## [TASK STATEMENT]
Below is a block of entries; repeat exactly the lines starting at the line that contains "Would you mind spotting the window" and ending at the line that contains "Would you mind spotting the horse", both included.

## [Stored data entries]
----------

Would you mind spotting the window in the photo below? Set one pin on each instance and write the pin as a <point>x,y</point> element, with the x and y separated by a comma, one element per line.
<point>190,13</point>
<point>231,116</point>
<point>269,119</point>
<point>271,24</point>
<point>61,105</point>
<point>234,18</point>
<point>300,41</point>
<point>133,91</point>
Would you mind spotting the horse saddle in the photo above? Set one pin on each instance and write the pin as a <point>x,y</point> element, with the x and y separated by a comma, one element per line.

----------

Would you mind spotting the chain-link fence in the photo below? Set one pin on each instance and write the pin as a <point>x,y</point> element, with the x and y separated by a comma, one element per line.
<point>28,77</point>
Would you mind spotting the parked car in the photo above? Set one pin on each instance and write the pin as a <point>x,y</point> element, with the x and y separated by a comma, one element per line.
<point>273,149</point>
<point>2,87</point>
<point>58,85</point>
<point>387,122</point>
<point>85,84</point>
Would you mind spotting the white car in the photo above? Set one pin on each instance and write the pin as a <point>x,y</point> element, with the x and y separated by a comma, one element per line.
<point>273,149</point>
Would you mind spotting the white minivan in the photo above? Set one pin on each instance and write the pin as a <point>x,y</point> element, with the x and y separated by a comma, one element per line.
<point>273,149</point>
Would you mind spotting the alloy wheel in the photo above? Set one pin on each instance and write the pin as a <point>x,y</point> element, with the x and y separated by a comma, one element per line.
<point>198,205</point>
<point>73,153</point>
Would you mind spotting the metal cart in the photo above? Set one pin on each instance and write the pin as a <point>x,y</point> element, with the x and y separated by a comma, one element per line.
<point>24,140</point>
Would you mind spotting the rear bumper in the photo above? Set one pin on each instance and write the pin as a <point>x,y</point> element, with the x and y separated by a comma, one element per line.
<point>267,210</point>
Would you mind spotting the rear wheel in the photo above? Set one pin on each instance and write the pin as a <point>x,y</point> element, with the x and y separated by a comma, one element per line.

----------

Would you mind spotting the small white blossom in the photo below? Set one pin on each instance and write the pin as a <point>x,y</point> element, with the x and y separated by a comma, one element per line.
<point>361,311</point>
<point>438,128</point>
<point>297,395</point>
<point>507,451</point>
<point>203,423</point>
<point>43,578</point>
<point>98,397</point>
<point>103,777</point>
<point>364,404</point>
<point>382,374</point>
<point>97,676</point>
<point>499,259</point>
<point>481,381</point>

----------

## [RESULT OF THIS TASK]
Would you mind spotting the window in the photo below? Set one pin on each instance and write the pin as a <point>x,y</point> element, with the x and y separated by a comma, one element per line.
<point>190,13</point>
<point>231,116</point>
<point>269,119</point>
<point>271,24</point>
<point>61,105</point>
<point>234,18</point>
<point>300,41</point>
<point>133,91</point>
Would you mind spotting the horse saddle in the photo above? Set one pin on each instance and write the pin as a <point>x,y</point> element, with the x and y separated by a comma, one element per line.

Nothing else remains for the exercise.